BEGIN

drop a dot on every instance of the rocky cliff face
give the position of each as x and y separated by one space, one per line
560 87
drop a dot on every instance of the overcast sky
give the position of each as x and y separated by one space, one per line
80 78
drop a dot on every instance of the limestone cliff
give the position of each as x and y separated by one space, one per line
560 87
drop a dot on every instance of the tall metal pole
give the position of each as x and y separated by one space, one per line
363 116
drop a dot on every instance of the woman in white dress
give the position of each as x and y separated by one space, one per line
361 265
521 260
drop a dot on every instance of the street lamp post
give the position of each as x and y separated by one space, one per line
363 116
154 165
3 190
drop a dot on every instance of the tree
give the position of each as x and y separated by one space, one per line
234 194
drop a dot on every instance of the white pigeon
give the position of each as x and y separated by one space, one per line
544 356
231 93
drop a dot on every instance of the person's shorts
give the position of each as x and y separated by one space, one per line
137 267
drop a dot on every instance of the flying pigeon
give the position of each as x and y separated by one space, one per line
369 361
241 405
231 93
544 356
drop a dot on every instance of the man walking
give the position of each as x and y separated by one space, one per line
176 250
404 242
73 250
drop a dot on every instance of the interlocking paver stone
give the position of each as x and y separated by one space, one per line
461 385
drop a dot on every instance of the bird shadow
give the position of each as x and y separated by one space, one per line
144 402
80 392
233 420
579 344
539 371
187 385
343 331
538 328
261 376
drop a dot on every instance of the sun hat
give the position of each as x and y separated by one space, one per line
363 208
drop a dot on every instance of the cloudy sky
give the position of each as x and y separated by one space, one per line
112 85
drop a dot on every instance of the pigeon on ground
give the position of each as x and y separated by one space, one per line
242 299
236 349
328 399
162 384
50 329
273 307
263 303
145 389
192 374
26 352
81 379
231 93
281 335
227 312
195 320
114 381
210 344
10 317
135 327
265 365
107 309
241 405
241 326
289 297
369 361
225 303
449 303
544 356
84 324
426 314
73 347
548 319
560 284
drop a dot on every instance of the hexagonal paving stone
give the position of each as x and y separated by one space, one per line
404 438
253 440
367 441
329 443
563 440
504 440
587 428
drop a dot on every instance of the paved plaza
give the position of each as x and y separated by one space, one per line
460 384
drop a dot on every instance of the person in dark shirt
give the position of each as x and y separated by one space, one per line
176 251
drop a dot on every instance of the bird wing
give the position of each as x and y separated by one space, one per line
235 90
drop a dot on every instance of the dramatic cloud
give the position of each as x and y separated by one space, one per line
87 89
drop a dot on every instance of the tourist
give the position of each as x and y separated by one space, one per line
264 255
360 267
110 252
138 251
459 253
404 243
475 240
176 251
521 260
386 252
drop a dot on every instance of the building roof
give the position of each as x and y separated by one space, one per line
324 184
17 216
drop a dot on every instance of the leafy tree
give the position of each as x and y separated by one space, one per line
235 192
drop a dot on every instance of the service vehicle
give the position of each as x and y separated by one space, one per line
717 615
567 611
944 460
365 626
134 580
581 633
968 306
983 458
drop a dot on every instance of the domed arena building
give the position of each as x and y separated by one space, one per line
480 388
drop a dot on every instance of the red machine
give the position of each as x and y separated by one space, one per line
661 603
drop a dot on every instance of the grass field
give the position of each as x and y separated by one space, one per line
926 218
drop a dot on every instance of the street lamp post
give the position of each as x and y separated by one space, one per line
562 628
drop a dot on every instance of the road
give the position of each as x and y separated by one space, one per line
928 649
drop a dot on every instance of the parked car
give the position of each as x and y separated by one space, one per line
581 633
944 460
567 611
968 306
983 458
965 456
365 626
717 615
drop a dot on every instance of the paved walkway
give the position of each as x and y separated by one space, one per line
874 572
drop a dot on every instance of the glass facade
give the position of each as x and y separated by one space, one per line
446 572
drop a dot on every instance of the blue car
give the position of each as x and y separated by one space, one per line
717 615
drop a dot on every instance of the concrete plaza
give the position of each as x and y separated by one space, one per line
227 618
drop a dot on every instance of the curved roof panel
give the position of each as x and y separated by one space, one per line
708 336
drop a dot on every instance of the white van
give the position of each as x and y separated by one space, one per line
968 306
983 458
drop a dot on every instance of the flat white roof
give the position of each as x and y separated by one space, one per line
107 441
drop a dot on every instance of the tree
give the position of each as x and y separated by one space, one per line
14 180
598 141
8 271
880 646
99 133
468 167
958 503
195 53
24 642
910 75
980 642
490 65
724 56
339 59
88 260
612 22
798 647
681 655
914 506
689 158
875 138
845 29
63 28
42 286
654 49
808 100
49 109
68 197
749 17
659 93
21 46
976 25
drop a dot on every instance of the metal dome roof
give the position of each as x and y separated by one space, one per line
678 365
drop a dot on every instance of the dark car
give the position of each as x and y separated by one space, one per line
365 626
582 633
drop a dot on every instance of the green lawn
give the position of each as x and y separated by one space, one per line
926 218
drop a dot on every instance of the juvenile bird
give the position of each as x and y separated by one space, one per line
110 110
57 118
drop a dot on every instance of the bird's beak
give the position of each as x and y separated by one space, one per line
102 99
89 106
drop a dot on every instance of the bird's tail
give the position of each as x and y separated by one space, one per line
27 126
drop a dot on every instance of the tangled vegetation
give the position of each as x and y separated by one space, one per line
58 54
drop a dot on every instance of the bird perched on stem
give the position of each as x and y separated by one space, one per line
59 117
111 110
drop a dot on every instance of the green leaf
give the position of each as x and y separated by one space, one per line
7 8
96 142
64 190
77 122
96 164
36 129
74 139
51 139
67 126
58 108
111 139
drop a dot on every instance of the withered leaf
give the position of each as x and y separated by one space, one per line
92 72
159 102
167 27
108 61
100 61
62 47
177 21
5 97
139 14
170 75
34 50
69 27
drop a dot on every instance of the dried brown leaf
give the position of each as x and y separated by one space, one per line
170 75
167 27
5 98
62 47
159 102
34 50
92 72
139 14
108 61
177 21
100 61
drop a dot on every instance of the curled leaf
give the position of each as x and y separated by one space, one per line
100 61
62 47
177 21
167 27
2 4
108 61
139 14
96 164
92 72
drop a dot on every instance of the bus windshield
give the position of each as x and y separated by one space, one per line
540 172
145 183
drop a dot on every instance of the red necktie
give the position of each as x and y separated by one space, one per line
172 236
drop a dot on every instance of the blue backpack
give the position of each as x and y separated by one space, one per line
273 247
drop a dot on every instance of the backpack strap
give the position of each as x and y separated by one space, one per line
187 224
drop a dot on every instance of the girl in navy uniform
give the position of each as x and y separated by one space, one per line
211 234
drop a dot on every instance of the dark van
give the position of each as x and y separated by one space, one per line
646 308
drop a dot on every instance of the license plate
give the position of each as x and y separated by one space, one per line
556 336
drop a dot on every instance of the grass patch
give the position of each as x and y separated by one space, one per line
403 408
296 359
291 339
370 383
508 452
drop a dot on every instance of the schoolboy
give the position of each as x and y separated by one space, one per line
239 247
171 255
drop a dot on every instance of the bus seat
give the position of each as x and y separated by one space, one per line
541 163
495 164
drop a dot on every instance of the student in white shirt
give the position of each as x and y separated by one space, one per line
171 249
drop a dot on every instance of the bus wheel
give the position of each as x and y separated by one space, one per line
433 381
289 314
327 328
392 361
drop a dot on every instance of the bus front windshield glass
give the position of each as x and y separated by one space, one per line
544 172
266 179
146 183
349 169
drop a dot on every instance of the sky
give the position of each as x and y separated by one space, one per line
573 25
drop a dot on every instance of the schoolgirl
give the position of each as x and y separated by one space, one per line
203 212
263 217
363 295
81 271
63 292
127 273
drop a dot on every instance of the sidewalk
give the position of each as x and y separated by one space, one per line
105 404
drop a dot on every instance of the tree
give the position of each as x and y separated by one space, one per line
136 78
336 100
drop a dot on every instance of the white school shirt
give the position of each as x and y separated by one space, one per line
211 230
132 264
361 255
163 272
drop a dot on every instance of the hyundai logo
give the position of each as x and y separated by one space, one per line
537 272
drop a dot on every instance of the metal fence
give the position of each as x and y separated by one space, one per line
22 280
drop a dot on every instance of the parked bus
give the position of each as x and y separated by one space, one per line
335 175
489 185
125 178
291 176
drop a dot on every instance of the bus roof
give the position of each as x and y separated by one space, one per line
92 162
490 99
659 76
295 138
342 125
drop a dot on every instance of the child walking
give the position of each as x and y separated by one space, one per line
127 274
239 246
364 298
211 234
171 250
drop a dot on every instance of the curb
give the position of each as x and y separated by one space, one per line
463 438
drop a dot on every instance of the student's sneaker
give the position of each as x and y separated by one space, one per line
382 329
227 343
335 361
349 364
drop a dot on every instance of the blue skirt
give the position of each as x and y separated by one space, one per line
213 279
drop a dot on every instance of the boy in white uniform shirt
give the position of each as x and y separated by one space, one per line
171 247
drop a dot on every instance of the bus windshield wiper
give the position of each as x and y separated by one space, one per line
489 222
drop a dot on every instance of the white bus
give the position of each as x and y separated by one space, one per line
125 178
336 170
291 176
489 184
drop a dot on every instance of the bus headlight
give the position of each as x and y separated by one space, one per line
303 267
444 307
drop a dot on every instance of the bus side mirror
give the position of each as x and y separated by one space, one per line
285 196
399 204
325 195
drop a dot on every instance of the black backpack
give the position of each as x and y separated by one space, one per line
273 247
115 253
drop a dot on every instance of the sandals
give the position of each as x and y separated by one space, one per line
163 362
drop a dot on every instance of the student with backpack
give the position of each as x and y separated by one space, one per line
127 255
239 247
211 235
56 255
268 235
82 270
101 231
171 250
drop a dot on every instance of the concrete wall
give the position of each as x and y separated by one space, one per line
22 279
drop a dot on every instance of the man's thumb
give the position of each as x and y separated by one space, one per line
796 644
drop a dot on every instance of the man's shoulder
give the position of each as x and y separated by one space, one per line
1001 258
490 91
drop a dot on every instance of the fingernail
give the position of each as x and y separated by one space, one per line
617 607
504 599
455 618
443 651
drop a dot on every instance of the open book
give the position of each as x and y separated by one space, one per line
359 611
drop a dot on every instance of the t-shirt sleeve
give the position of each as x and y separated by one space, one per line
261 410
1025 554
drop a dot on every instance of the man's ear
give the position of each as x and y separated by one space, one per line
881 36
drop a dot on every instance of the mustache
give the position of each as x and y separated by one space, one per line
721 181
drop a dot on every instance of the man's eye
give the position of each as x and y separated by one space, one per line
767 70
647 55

END

What is being asked:
From the data above, return every line from the line that has "drop a dot on every instance of the sandals" up to and including the line that has "drop a dot on every instance of the fingernail", exactly.

Task solution:
drop a dot on every instance of the sandals
give the position of each as x and y separated by one space, one per line
163 362
drop a dot on every instance of the student with backpack
give the position of each as x and y separated by one space, one per line
127 255
239 247
211 235
56 255
268 235
82 270
101 231
171 250
drop a dot on every instance of the concrete wall
give the position of each as x and y separated by one space, one per line
22 279
drop a dot on every instance of the man's thumb
give the position of each as x and y separated by one space, one per line
796 644
drop a dot on every instance of the man's shoulder
give the position of each as x and y separated by one space, one per line
1001 258
490 91
drop a dot on every instance of the fingernail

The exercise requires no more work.